EXERCISE GOAL:
No pictures should appear in the copy. Reproduce exactly the lines from the one containing "Could you please point to the power" through the end of the material below.

SUPPLIED INFORMATION:
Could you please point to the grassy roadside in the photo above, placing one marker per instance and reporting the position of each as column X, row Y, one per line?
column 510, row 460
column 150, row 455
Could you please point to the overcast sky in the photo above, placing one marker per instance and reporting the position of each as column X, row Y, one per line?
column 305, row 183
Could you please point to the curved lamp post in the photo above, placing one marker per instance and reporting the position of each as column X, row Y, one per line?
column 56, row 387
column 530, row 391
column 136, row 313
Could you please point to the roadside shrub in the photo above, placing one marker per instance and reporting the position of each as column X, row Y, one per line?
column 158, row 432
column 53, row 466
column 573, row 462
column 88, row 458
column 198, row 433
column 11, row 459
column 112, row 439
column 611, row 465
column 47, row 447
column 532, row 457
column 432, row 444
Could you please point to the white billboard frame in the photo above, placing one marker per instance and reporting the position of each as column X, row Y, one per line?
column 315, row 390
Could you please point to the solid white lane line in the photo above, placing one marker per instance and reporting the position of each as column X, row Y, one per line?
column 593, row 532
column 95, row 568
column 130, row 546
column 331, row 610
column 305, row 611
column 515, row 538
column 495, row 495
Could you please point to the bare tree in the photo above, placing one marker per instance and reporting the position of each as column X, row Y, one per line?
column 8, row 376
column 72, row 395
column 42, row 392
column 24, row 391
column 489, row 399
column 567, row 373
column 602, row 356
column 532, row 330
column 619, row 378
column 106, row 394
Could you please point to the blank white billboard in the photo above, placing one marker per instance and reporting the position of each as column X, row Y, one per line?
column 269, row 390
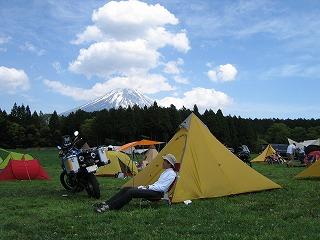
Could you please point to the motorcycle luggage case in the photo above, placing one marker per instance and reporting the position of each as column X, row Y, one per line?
column 71, row 164
column 102, row 155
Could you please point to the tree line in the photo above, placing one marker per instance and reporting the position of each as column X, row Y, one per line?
column 20, row 128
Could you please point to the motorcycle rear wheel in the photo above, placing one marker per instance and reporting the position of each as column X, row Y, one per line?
column 92, row 186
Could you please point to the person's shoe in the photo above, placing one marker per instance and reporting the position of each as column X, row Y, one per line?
column 99, row 204
column 102, row 208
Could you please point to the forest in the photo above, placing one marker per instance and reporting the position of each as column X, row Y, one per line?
column 23, row 129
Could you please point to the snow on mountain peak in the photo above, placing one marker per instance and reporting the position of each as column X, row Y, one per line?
column 123, row 97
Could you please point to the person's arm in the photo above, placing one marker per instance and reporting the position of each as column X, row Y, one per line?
column 164, row 182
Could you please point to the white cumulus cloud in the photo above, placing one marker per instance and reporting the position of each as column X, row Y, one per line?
column 12, row 80
column 173, row 67
column 126, row 20
column 107, row 58
column 4, row 39
column 31, row 48
column 202, row 97
column 126, row 37
column 223, row 73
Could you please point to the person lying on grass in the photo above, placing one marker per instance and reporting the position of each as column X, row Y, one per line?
column 151, row 192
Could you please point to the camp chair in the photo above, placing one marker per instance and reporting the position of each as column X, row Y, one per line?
column 167, row 196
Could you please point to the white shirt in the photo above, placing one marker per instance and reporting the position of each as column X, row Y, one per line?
column 165, row 180
column 291, row 148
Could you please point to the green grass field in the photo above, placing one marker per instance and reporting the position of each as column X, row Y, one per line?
column 38, row 210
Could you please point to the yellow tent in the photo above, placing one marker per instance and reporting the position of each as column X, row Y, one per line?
column 207, row 168
column 119, row 163
column 268, row 151
column 311, row 171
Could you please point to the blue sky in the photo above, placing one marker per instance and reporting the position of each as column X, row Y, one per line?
column 257, row 59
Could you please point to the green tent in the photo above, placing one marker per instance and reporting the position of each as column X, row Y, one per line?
column 6, row 156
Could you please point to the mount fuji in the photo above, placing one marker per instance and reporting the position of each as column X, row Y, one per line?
column 123, row 97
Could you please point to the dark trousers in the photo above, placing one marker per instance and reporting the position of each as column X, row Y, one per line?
column 125, row 195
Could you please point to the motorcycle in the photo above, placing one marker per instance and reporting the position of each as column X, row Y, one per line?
column 79, row 165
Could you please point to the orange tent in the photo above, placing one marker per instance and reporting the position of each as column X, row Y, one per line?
column 142, row 142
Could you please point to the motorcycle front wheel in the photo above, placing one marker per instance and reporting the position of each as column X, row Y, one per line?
column 92, row 186
column 69, row 183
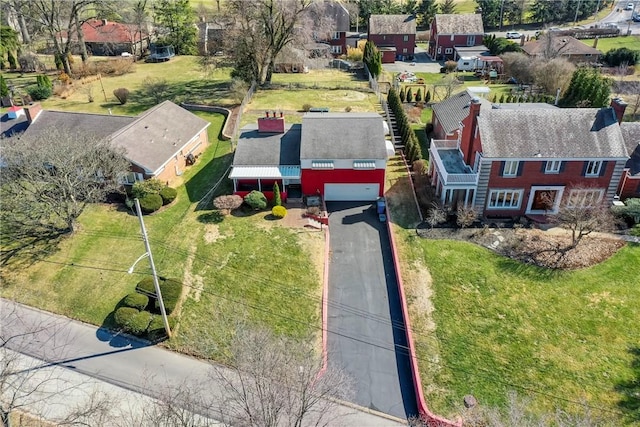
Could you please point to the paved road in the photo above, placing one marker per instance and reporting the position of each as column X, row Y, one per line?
column 363, row 306
column 121, row 361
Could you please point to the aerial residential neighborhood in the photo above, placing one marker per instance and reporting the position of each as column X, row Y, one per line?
column 319, row 212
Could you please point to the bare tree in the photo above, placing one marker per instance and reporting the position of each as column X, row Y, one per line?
column 49, row 179
column 260, row 30
column 275, row 381
column 582, row 214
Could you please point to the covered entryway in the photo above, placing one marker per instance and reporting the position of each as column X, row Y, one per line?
column 351, row 192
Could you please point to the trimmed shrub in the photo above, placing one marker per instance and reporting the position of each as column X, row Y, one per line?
column 139, row 323
column 124, row 317
column 171, row 290
column 136, row 300
column 227, row 203
column 121, row 94
column 256, row 200
column 149, row 186
column 279, row 211
column 150, row 203
column 168, row 195
column 39, row 92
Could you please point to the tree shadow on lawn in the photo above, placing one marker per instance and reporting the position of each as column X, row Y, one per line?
column 630, row 389
column 208, row 175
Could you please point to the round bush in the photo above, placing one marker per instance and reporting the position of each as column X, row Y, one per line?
column 150, row 203
column 139, row 323
column 279, row 211
column 256, row 200
column 124, row 316
column 168, row 195
column 136, row 300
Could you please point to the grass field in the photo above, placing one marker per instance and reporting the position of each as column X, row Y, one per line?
column 244, row 267
column 487, row 325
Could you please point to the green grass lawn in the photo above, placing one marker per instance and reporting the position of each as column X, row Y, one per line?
column 499, row 325
column 606, row 44
column 244, row 267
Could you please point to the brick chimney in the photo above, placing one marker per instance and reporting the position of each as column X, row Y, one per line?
column 271, row 123
column 32, row 112
column 618, row 106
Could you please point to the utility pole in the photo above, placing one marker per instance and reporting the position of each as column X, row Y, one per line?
column 156, row 284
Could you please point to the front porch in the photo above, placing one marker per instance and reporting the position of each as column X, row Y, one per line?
column 455, row 182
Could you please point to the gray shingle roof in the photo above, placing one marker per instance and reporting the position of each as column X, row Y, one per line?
column 563, row 45
column 158, row 134
column 342, row 136
column 451, row 111
column 99, row 125
column 268, row 149
column 631, row 135
column 562, row 133
column 392, row 24
column 468, row 23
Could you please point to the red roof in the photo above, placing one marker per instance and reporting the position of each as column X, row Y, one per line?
column 103, row 31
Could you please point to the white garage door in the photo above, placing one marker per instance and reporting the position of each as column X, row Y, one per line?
column 351, row 192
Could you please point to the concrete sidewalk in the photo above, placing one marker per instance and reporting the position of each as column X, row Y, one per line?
column 74, row 351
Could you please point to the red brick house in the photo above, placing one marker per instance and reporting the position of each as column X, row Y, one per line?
column 630, row 182
column 509, row 162
column 394, row 35
column 106, row 38
column 158, row 143
column 340, row 156
column 451, row 30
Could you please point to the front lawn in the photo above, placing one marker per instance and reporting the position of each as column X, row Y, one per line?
column 486, row 325
column 243, row 268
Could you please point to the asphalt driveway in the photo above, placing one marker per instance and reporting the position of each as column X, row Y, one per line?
column 366, row 330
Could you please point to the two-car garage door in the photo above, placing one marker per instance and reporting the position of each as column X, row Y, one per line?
column 351, row 192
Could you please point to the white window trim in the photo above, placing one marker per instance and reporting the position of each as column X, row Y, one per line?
column 510, row 168
column 594, row 173
column 556, row 205
column 593, row 195
column 511, row 192
column 553, row 166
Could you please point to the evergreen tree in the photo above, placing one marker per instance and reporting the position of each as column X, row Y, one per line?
column 277, row 200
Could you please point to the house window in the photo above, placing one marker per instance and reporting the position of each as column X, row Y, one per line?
column 364, row 164
column 322, row 164
column 593, row 168
column 505, row 199
column 553, row 166
column 581, row 198
column 510, row 168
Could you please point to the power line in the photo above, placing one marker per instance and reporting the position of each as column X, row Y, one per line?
column 397, row 348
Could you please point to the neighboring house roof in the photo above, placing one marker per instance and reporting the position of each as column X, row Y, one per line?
column 103, row 31
column 557, row 133
column 332, row 12
column 453, row 110
column 631, row 135
column 392, row 24
column 268, row 149
column 559, row 45
column 98, row 125
column 158, row 134
column 342, row 136
column 468, row 23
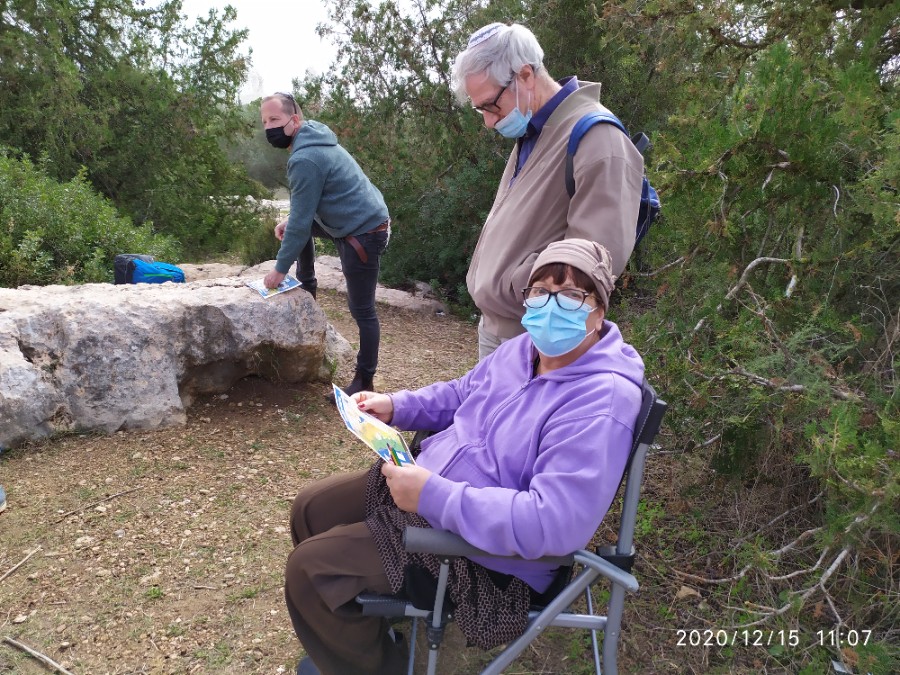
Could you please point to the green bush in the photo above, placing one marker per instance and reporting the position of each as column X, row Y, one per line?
column 63, row 233
column 258, row 244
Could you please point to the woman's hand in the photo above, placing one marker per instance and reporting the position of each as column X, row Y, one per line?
column 279, row 230
column 405, row 484
column 377, row 405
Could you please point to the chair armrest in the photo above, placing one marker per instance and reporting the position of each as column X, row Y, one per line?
column 607, row 569
column 441, row 542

SOLUTION:
Could you please point to the power line in the photo above, placing one marker per instance and reporting the position of each as column X, row Y, one per line?
column 397, row 348
Could you please point to the neighboring house roof in the photo above, placing one marker per instance and reporting the position of each as column X, row Y, one per line?
column 103, row 31
column 557, row 133
column 332, row 12
column 453, row 110
column 631, row 135
column 392, row 24
column 268, row 149
column 559, row 45
column 98, row 125
column 158, row 134
column 342, row 136
column 468, row 23
Could you please point to the green bush in the photo above, placing one marker per instance and reporting the position of each as column X, row Y, one per line?
column 63, row 233
column 258, row 244
Could you please point to the woman's hand in the photo above, placing one marker per instance and reporting the position of each as column X, row Y, one per line?
column 279, row 230
column 405, row 484
column 377, row 405
Could you please point to the chair armrest in the photo above, placing one marker per instance and reporting the position of each as column X, row Y, one per line?
column 607, row 569
column 441, row 542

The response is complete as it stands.